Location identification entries
##############################

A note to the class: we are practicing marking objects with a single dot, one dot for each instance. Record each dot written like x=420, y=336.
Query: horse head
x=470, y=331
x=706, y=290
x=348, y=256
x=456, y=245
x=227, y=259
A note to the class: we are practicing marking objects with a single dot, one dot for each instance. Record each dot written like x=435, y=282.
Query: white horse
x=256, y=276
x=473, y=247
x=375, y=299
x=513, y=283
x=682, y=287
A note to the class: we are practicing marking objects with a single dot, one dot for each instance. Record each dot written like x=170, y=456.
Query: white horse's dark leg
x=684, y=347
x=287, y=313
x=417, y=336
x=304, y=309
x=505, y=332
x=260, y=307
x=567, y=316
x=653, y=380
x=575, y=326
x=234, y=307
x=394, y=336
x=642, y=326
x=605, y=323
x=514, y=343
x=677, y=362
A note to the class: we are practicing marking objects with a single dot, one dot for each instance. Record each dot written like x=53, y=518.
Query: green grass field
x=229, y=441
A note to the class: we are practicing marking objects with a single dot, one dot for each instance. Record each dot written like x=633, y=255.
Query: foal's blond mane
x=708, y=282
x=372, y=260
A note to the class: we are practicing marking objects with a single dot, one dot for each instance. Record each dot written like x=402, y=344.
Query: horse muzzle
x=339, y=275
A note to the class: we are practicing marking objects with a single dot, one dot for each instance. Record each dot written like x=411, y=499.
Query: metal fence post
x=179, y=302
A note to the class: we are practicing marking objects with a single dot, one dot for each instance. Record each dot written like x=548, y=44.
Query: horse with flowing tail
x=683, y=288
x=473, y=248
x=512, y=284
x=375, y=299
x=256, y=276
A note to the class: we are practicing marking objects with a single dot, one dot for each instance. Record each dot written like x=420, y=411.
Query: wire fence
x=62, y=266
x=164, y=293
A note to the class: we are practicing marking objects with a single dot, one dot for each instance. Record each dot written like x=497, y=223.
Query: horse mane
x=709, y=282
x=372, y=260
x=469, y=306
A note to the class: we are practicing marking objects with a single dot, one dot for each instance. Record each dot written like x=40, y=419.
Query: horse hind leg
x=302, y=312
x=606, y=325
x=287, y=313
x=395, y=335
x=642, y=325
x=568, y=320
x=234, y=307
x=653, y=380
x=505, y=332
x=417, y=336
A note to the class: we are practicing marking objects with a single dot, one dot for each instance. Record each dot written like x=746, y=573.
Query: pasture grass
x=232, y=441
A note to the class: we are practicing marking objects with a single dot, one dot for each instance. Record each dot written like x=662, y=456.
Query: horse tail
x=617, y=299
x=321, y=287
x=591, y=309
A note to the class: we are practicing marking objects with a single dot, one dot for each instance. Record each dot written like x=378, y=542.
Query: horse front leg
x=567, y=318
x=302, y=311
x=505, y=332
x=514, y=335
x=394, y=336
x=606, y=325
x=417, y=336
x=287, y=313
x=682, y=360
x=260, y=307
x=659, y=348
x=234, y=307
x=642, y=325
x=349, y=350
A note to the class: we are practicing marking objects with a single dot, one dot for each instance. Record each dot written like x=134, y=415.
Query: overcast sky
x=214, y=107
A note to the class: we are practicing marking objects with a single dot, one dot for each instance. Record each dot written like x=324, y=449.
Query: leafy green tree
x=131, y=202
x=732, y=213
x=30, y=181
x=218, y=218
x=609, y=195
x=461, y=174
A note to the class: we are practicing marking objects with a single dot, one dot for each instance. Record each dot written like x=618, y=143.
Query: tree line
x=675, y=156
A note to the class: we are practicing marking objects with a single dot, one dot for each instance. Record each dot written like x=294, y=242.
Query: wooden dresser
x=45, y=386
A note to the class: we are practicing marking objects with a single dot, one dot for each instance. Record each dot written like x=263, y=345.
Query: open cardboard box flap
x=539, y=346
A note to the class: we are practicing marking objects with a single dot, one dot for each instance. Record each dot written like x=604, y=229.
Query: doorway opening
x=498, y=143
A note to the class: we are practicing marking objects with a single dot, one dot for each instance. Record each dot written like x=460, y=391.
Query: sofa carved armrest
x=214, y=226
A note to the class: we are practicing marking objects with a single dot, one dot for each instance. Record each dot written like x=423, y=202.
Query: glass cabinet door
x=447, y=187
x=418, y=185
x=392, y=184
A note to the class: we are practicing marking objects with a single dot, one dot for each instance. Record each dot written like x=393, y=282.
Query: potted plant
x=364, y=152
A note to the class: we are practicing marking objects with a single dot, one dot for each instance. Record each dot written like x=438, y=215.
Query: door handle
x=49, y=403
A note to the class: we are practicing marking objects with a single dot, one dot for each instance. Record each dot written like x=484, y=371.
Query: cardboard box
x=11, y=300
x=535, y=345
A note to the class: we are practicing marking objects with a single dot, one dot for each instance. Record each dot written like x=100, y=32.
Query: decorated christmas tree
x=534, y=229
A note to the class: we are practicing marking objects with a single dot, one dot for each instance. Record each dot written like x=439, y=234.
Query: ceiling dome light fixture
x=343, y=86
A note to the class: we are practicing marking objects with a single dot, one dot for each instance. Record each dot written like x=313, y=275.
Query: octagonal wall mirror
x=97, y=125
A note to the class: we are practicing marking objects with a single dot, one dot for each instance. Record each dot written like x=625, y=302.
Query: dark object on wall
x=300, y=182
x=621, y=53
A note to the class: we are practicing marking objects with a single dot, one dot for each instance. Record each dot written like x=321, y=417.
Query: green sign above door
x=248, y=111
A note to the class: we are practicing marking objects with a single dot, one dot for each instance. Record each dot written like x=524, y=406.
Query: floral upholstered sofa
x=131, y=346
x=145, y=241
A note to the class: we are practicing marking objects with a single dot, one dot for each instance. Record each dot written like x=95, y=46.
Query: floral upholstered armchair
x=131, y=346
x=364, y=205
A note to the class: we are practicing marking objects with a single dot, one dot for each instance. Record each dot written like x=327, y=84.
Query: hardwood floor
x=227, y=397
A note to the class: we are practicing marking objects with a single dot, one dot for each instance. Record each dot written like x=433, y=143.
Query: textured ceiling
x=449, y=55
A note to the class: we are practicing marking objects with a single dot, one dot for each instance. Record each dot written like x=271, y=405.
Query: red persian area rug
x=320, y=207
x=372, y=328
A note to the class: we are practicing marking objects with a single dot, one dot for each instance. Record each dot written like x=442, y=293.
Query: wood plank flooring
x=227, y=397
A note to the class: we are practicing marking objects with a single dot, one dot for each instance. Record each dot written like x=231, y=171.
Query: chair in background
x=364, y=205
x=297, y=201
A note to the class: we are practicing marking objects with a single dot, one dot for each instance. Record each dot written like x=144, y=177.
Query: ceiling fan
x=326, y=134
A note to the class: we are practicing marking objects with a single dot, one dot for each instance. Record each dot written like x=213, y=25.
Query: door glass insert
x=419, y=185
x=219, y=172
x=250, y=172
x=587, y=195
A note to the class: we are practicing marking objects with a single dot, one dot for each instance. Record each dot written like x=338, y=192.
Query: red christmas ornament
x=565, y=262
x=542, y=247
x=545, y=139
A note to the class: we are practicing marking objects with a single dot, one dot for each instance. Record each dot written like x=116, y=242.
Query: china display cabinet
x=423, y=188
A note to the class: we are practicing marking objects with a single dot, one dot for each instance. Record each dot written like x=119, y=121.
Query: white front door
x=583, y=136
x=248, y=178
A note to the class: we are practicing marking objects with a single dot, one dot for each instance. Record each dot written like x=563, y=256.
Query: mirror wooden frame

##############################

Update the entries by replacing every "Query" with "Target", and leave everything else unchanged.

A note to the class: we are practicing marking objects with a single dot, one dot for each instance. Record each dot written like x=420, y=336.
Target: horse head
x=470, y=331
x=706, y=290
x=348, y=256
x=456, y=245
x=227, y=259
A note to the class: we are practicing marking objects with a single dot, one dot for each instance. Record each dot written like x=435, y=282.
Target: white horse
x=256, y=276
x=473, y=247
x=375, y=299
x=513, y=283
x=682, y=287
A note to the class: we are practicing marking objects with a single dot, one dot for each instance. Record each dot written like x=170, y=456.
Target: white horse's dark leg
x=684, y=347
x=287, y=313
x=417, y=336
x=304, y=309
x=505, y=332
x=260, y=307
x=567, y=316
x=653, y=380
x=575, y=326
x=234, y=307
x=394, y=336
x=642, y=326
x=605, y=323
x=514, y=343
x=677, y=362
A note to the class: we are practicing marking objects with a single dot, one dot for each instance. Record each dot written like x=53, y=518.
Target: green grass field
x=229, y=441
A note to the class: we are practicing marking objects with a single dot, one dot for each instance. Record each dot written like x=633, y=255.
Target: foal's blond mane
x=708, y=282
x=372, y=260
A note to the class: we are practicing marking objects with a single dot, one dot for each instance. Record each dot written like x=402, y=344.
Target: horse muzzle
x=339, y=275
A note to the class: we are practicing marking objects with a single dot, one dot for each instance. Record each dot written like x=411, y=499.
Target: metal fence post
x=179, y=302
A note to the class: we are practicing marking objects with a single dot, one dot for each instance. Record each dot written like x=548, y=44.
Target: horse with flowing tail
x=683, y=288
x=473, y=248
x=512, y=284
x=375, y=299
x=256, y=276
A note to the class: we are practicing marking objects with a single dot, one dot for each instance. Record each dot written like x=420, y=411.
Target: wire fence
x=62, y=266
x=164, y=293
A note to the class: we are practicing marking objects with a single dot, one dot for each instance. Record each dot written like x=497, y=223.
Target: horse mane
x=709, y=282
x=372, y=260
x=469, y=306
A note to the class: we are practicing marking objects with a single dot, one dot for each instance. Record each dot written like x=40, y=419.
Target: horse hind leg
x=302, y=312
x=606, y=325
x=287, y=313
x=395, y=335
x=642, y=325
x=568, y=320
x=234, y=307
x=653, y=380
x=505, y=332
x=417, y=336
A note to the class: we are practicing marking objects with a single dot, one dot for each instance. Record each dot written like x=746, y=573.
Target: pasture grass
x=232, y=441
A note to the class: we are practicing marking objects with a single dot, one dot for each instance. Record each dot written like x=662, y=456.
Target: horse tail
x=617, y=299
x=321, y=287
x=591, y=309
A note to the class: we are practicing marking objects with a single dot, one dot for each instance. Record each dot written like x=378, y=542.
Target: horse front leg
x=567, y=318
x=302, y=311
x=505, y=332
x=514, y=335
x=394, y=336
x=606, y=325
x=417, y=336
x=287, y=313
x=682, y=360
x=260, y=307
x=659, y=348
x=234, y=307
x=642, y=325
x=349, y=350
A note to the class: we are practicing marking objects with a single dot, one dot for each instance. Record each dot written like x=134, y=415.
Target: overcast sky
x=214, y=107
A note to the class: we are practicing marking objects with a single dot, one dot for each instance. Record each dot written like x=324, y=449.
Target: leafy green tree
x=131, y=202
x=732, y=213
x=30, y=181
x=218, y=218
x=609, y=195
x=461, y=174
A note to the class: we are practicing marking objects with a single dot, one dot for each instance. Record each dot written like x=618, y=143.
Target: tree line
x=675, y=156
A note to the class: we are practicing marking objects with a single dot, one dot for each instance. Record each dot written like x=294, y=242.
Target: wooden dresser
x=45, y=386
A note to the class: we are practicing marking objects with a single dot, one dot for each instance. Record each dot written like x=263, y=345.
Target: open cardboard box flap
x=539, y=346
A note to the class: we are practicing marking objects with a single dot, one dot for each instance. Record each dot written like x=604, y=229.
Target: doorway opening
x=498, y=143
A note to the class: we are practicing marking objects with a single dot, one dot for each instance. Record each dot written like x=460, y=391.
Target: sofa carved armrest
x=214, y=226
A note to the class: we are practicing marking objects with a single dot, one dot for each instance. Record each dot written like x=423, y=202.
Target: glass cabinet door
x=447, y=187
x=418, y=185
x=392, y=184
A note to the class: we are practicing marking objects with a single dot, one dot for each instance. Record each dot written like x=393, y=282.
Target: potted plant
x=364, y=152
A note to the class: we are practicing marking objects with a single dot, one dot for each instance. Record each dot written like x=438, y=215.
Target: door handle
x=49, y=403
A note to the class: we are practicing marking objects with a single dot, one dot for each instance. Record each dot written like x=484, y=371.
Target: cardboard box
x=11, y=300
x=535, y=345
A note to the class: we are practicing marking objects with a single dot, one dot for each instance. Record each dot written like x=100, y=32.
Target: decorated christmas tree
x=534, y=229
A note to the class: we are practicing marking objects with a single dot, one dot for each instance. Record each dot written like x=439, y=234.
Target: ceiling dome light fixture
x=343, y=86
A note to the class: we are practicing marking objects with a single dot, one dot for each instance. Record each dot written like x=313, y=275.
Target: octagonal wall mirror
x=97, y=125
A note to the class: we are practicing marking objects with a single dot, one dot for each instance. Record each dot written like x=625, y=302.
Target: dark object on wall
x=300, y=182
x=621, y=53
A note to the class: we are practicing marking objects with a single dot, one dot for each instance. Record each dot written like x=321, y=417.
Target: green sign above door
x=248, y=111
A note to the class: we are practicing marking objects with a single dot, one dot for each instance. Record each dot written like x=524, y=406.
Target: floral upholstered sofa
x=131, y=346
x=145, y=241
A note to the class: we are practicing marking objects with a single dot, one dot for each instance. Record each dot written like x=95, y=46.
Target: floral upholstered armchair
x=131, y=346
x=364, y=205
A note to the class: we are practicing marking objects with a single dot, one dot for each instance. Record each dot written like x=327, y=84.
Target: hardwood floor
x=227, y=397
A note to the class: we are practicing marking objects with a single dot, one dot for each instance. Record each dot written like x=433, y=143.
Target: textured ceiling
x=449, y=55
A note to the class: we are practicing marking objects with a single dot, one dot for each instance. Record each dot written like x=271, y=405.
Target: red persian area rug
x=320, y=207
x=372, y=328
A note to the class: we are practicing marking objects with a single dot, one dot for each instance. Record each dot written like x=442, y=293.
Target: wood plank flooring
x=227, y=397
A note to the class: we are practicing marking objects with a single dot, one dot for each instance. Record each dot written like x=231, y=171.
Target: chair in background
x=364, y=205
x=297, y=201
A note to the class: we are practicing marking objects with a single dot, one dot for each instance. Record each dot written like x=144, y=177.
Target: ceiling fan
x=326, y=134
A note to the class: we are practicing marking objects with a single dot, one dot for each instance. Record each dot written like x=213, y=25.
Target: door glass insert
x=419, y=185
x=219, y=172
x=250, y=172
x=587, y=195
A note to the class: we are practicing marking objects with a single dot, one dot for each instance. Record each dot written like x=338, y=192.
Target: red christmas ornament
x=565, y=262
x=542, y=247
x=545, y=139
A note to the class: we are practicing marking objects with a single dot, one dot for each instance. Record each dot written like x=116, y=242.
Target: china display cabinet
x=423, y=188
A note to the class: we are practicing marking objects with a single dot, one dot for each instance. Record each dot written like x=119, y=121.
Target: white front door
x=583, y=136
x=248, y=178
A note to the class: we are practicing marking objects with a single dot, one dot for each instance. Record each dot written like x=563, y=256.
Target: mirror wooden frame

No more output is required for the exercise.